SET EXERCISE:
Count the lines of the material below that contain the string "query", treating uppercase and lowercase as different, and give only the number.
•••
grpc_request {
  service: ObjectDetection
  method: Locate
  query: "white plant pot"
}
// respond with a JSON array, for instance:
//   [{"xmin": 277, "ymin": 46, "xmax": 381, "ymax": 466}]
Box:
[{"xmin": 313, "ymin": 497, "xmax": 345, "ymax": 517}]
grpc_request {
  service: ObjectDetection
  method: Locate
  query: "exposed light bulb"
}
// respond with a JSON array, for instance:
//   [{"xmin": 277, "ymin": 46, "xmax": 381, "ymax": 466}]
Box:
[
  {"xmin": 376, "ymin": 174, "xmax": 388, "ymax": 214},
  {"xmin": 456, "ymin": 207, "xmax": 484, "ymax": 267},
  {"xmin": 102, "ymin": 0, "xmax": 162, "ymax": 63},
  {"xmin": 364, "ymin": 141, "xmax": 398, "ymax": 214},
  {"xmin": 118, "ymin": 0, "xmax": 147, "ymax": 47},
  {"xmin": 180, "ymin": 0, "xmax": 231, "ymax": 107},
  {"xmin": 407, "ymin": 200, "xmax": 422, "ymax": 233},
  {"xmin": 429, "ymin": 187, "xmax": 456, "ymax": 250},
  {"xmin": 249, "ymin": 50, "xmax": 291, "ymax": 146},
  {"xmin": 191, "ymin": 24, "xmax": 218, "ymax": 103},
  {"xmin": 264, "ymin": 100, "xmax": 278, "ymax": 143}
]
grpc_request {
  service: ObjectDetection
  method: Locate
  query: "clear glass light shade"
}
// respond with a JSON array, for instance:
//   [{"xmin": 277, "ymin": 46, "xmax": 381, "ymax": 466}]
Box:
•••
EXPECTED ANSWER:
3